Document passage:
┄┄┄┄┄┄┄┄┄┄┄┄┄┄┄┄┄┄┄┄

MORE ACTION Sweden and Scandinavia is innovating with a goal-oriented leadership and open environments. That is good, but to maximize the innovation power Sweden and the Scandinavian countries need to add a little bit of MacGyver.

For some time, we have measured and evaluated a large number of companies’ and organizations’ innovation ability with a completely new concept for innovation measurement.

It has proven to be major cultural differences between regions and countries; in Sweden and the Scandinavian countries, for example, we have a goal-oriented leadership and open environments which include a lot of discussions. At the same time we are lacking a bit of MacGyver: for those of you remembering the TV series the hero who makes bombs out of bamboo sticks and some sugar, or builds a vehicle with a Swiss army knife.

Basically, business development and successful innovation work are about accomplishing activities that give something in return and ignore the others. For Lean Startups, this is made by a learning process, and for MacGyver, who in this context symbolizes entrepreneurship, by utilizing the resources at hand.

Both can be seen as role models for how companies with a minimum effort manage to drive their innovation and development to a level which really gives results.

Hurdlers and Great by Choice

According to IDEO, a world-leading innovation and design company in Palo Alto, hurdlers are one out of ten competences/personalities needed in order to drive innovation work effectively.

A hurdler is a person who can do anything out of nothing, and quickly as well. Or, to quote from Jim Collins’ new book Great by Choice, “firing bullets and then fire cannonballs once you know what’s on target”, and preferably in combination with an extreme endurance or what Jim Collins refers to as the 20 miles march.

A successful concept has been systematically and persistently working toward targets, in combination with shooting small-bore until you hit and then bring out the big guns. However, this also requires a certain kind of culture and personality.

In the measurements we have made recently, it is evident that endurance, extreme belief in oneself and having the guts to do much out of little are characteristics that distinguish winners. Characteristics which in combination with the things we are good at in Sweden, namely dialogue and goal-oriented leadership, become a fusion that really gives innovation power. Especially on the level required for rapid growth and success in a global market.

However, according to the measurements we have made, Swedish and Scandinavian companies are not culturally good at doing much with little, thinking very highly of themselves and never giving up. A call to all Swedish and Scandinavian firms: let’s find the MacGyver’s among you and give them the space they need. Set the ”Jante law” aside.

┄┄┄┄┄┄┄┄┄┄┄┄┄┄┄┄┄┄┄┄

Given entries:
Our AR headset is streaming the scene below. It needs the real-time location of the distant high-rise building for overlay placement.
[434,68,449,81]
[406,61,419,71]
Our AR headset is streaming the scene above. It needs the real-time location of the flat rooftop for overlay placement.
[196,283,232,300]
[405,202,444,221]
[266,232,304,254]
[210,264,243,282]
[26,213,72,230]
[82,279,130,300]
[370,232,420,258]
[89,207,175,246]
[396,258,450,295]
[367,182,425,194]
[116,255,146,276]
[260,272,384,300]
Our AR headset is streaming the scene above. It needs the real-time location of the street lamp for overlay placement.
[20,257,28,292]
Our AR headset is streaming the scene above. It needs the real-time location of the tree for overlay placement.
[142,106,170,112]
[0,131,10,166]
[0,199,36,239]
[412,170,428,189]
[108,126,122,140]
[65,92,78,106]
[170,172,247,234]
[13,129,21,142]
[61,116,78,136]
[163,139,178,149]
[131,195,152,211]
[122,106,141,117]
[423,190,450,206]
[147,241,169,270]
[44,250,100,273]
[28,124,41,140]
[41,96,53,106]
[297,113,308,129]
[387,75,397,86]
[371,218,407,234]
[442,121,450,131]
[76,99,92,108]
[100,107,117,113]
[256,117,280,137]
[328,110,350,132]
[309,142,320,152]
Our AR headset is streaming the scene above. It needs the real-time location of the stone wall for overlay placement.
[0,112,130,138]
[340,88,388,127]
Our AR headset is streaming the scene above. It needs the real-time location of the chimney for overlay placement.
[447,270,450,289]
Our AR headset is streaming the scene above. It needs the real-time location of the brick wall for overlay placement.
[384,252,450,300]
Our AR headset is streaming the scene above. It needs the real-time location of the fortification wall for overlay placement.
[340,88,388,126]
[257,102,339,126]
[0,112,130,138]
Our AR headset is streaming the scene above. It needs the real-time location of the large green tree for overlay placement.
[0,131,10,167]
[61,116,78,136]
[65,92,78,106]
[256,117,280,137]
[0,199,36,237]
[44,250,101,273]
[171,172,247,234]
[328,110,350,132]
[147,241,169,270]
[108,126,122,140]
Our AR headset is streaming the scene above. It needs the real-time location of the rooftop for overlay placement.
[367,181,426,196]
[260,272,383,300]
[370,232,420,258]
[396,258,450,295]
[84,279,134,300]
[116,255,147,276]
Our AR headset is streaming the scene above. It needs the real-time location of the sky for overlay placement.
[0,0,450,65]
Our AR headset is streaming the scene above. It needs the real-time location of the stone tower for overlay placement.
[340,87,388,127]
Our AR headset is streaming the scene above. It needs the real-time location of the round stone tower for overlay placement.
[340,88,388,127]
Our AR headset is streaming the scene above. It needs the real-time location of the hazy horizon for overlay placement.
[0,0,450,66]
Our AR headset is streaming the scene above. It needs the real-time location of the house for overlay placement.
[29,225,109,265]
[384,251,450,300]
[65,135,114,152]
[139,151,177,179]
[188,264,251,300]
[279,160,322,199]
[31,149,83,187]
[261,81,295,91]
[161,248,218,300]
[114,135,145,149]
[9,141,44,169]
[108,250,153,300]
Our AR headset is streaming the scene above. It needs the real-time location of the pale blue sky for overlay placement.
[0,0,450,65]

┄┄┄┄┄┄┄┄┄┄┄┄┄┄┄┄┄┄┄┄

Set of tasks:
1. Reproduce word for word the part of the article on innovation and MacGyver that begins at the words "Both can be" and stops after "innovation work effectively.".
2. According to the article on innovation and MacGyver, how many competences or personalities does IDEO say are needed to drive innovation work effectively?

Results of the tasks:
1.
Both can be seen as role models for how companies with a minimum effort manage to drive their innovation and development to a level which really gives results.

Hurdlers and Great by Choice

According to IDEO, a world-leading innovation and design company in Palo Alto, hurdlers are one out of ten competences/personalities needed in order to drive innovation work effectively.

2. Ten, of which hurdlers are one.